_Supplied information_
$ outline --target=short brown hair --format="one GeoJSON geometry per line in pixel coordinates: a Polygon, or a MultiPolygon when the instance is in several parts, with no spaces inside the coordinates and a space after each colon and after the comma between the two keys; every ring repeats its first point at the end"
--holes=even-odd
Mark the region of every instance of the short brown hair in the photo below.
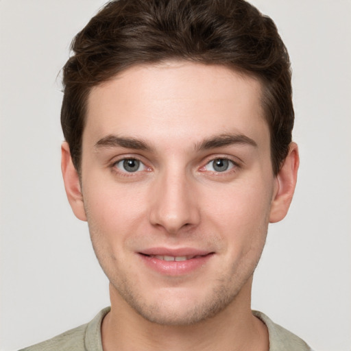
{"type": "Polygon", "coordinates": [[[169,59],[222,64],[258,78],[276,174],[289,152],[294,112],[287,49],[273,21],[243,0],[118,0],[77,34],[63,69],[61,123],[80,171],[93,86],[135,64],[169,59]]]}

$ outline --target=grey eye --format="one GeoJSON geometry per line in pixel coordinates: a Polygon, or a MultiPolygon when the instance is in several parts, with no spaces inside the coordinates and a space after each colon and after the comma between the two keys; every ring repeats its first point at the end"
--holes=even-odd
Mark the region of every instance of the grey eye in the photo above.
{"type": "Polygon", "coordinates": [[[116,163],[116,167],[124,172],[133,173],[138,171],[143,171],[145,166],[138,160],[135,158],[125,158],[116,163]]]}
{"type": "Polygon", "coordinates": [[[227,158],[216,158],[206,165],[206,171],[213,172],[225,172],[234,167],[234,163],[227,158]]]}

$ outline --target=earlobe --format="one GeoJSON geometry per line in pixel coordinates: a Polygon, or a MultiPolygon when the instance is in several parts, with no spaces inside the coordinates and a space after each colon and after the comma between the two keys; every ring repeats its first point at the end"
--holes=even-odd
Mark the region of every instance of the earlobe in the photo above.
{"type": "Polygon", "coordinates": [[[287,215],[296,186],[299,162],[298,145],[291,143],[288,156],[276,176],[277,189],[269,215],[271,223],[278,222],[287,215]]]}
{"type": "Polygon", "coordinates": [[[77,218],[86,221],[78,173],[72,162],[69,145],[65,141],[61,146],[61,170],[69,204],[77,218]]]}

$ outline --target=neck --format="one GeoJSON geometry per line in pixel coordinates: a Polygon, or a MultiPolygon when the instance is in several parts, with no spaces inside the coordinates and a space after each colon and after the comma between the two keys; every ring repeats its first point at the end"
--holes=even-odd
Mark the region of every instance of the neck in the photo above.
{"type": "Polygon", "coordinates": [[[215,317],[184,326],[145,319],[110,287],[111,311],[101,327],[104,351],[267,351],[267,328],[251,312],[251,285],[252,279],[215,317]]]}

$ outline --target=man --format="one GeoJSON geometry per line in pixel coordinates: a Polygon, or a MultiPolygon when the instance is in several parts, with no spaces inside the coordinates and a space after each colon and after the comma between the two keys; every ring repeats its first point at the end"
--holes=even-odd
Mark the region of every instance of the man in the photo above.
{"type": "Polygon", "coordinates": [[[26,350],[311,350],[250,306],[299,163],[273,21],[241,0],[120,0],[73,50],[62,174],[111,307],[26,350]]]}

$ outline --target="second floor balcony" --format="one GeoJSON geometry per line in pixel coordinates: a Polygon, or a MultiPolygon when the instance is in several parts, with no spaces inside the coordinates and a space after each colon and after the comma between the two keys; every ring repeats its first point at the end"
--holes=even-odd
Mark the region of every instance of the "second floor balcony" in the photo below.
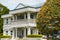
{"type": "Polygon", "coordinates": [[[12,18],[4,20],[4,26],[24,27],[24,26],[36,26],[36,14],[24,13],[15,14],[12,18]]]}

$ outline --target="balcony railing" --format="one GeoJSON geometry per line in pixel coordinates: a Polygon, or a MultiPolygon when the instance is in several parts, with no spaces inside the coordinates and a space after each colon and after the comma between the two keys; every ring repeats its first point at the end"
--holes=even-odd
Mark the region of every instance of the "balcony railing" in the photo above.
{"type": "Polygon", "coordinates": [[[20,19],[20,20],[15,20],[13,22],[11,22],[11,25],[23,25],[23,24],[28,24],[28,23],[36,23],[35,19],[20,19]]]}

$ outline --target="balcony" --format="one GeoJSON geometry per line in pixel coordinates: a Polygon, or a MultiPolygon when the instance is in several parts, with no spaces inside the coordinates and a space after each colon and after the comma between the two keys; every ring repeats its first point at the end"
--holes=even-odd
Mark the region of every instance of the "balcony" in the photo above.
{"type": "Polygon", "coordinates": [[[35,27],[36,26],[36,19],[20,19],[12,21],[10,24],[6,24],[4,28],[12,28],[12,27],[35,27]]]}

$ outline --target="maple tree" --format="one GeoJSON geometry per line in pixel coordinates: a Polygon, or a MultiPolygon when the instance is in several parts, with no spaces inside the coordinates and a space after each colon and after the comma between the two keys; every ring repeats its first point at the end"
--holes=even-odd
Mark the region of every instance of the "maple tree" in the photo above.
{"type": "Polygon", "coordinates": [[[39,33],[52,33],[60,29],[60,0],[47,0],[37,14],[39,33]]]}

_Exercise details_
Every entry should be returned exactly as written, minus the pictures.

_Written response_
$ outline --target=short brown hair --format="one GeoJSON geometry per line in pixel coordinates: a Polygon, or a MultiPolygon when the instance is in several parts, with no spaces inside the coordinates and a space after each colon and after the comma between the two keys; every ring repeats its first point at the end"
--holes=even-odd
Mark the region of every instance of the short brown hair in the photo below.
{"type": "Polygon", "coordinates": [[[169,59],[222,64],[258,78],[276,174],[289,152],[294,112],[287,49],[273,21],[243,0],[118,0],[77,34],[63,69],[61,123],[80,171],[93,86],[135,64],[169,59]]]}

$ outline --target=grey eye --format="one GeoJSON geometry per line in pixel coordinates: a Polygon, or a MultiPolygon when the instance is in several parts, with no spaces inside the coordinates and a space after each colon and after the comma between the two keys; every ring repeats its first point at the end"
--holes=even-odd
Mark the region of every instance of the grey eye in the photo above.
{"type": "Polygon", "coordinates": [[[116,163],[116,167],[124,172],[133,173],[138,171],[143,171],[145,166],[138,160],[135,158],[125,158],[116,163]]]}
{"type": "Polygon", "coordinates": [[[227,158],[216,158],[206,165],[206,171],[213,172],[225,172],[234,167],[234,163],[227,158]]]}

$ outline --target=earlobe --format="one GeoJSON geometry per line in pixel coordinates: a Polygon, or a MultiPolygon when the instance is in several parts, with no spaces inside the coordinates and a space after each colon and after the comma between the two keys; every ring repeats its first point at the end"
--holes=even-odd
Mark the region of every instance of the earlobe in the photo above.
{"type": "Polygon", "coordinates": [[[287,215],[296,186],[299,162],[298,145],[291,143],[288,156],[276,176],[277,189],[269,215],[271,223],[278,222],[287,215]]]}
{"type": "Polygon", "coordinates": [[[77,218],[86,221],[78,173],[72,162],[69,145],[65,141],[61,146],[61,170],[69,204],[77,218]]]}

$ outline --target=neck --format="one GeoJSON geometry per line in pixel coordinates: a Polygon, or a MultiPolygon when the instance is in several parts, with no spaces inside the coordinates and a space after each colon and after the comma between the two keys; every ring repeats its first point at the end"
--holes=even-odd
Mark the region of every instance of the neck in the photo above.
{"type": "Polygon", "coordinates": [[[215,317],[184,326],[145,319],[110,287],[111,311],[101,327],[104,351],[267,351],[267,328],[251,312],[251,285],[252,279],[215,317]]]}

$ outline --target=man --format="one GeoJSON geometry per line in pixel coordinates: a Polygon, or a MultiPolygon when the instance is in several parts, with no spaces inside the coordinates and a space after each colon and after the comma between the two keys; every ring repeats its first point at the end"
--holes=even-odd
Mark the region of every instance of the man in the photo above.
{"type": "Polygon", "coordinates": [[[26,350],[311,350],[250,306],[299,163],[273,21],[241,0],[120,0],[73,50],[62,174],[111,307],[26,350]]]}

$ outline --target="second floor balcony" --format="one GeoJSON geometry per line in pixel coordinates: a Polygon, or a MultiPolygon when the instance is in several parts, with no spaces inside the coordinates and a space after each colon and after the comma between the two keys; every ring repeats its first point at the end"
--holes=even-odd
Mark the region of every instance of the "second floor balcony" in the photo below.
{"type": "Polygon", "coordinates": [[[12,18],[4,20],[4,26],[24,27],[24,26],[36,26],[36,14],[24,13],[15,14],[12,18]]]}

$ outline --target="balcony railing" --format="one GeoJSON geometry per line in pixel coordinates: a Polygon, or a MultiPolygon when the instance is in several parts, with no spaces inside the coordinates and a space after each colon and after the comma between the two keys; every ring repeats its first point at the end"
--holes=even-odd
Mark the region of every instance of the "balcony railing" in the photo above.
{"type": "Polygon", "coordinates": [[[20,19],[20,20],[15,20],[13,22],[11,22],[11,25],[23,25],[23,24],[28,24],[28,23],[36,23],[35,19],[20,19]]]}

$ outline --target="balcony" --format="one GeoJSON geometry per line in pixel coordinates: a Polygon, or a MultiPolygon when the instance is in several parts, with no spaces inside the coordinates and a space after each colon and after the comma between the two keys; every ring repeats its first point at the end"
--holes=even-odd
Mark the region of every instance of the "balcony" in the photo above.
{"type": "Polygon", "coordinates": [[[35,27],[36,26],[36,19],[20,19],[12,21],[10,24],[6,24],[4,28],[12,28],[12,27],[35,27]]]}

$ outline --target="maple tree" --format="one GeoJSON geometry per line in pixel coordinates: a Polygon, or a MultiPolygon when the instance is in several parts, with no spaces inside the coordinates and a space after each colon and after the comma between the two keys; every ring repeats its first point at the end"
--holes=even-odd
Mark the region of every instance of the "maple tree" in the photo above.
{"type": "Polygon", "coordinates": [[[39,33],[52,33],[60,29],[60,0],[47,0],[37,14],[39,33]]]}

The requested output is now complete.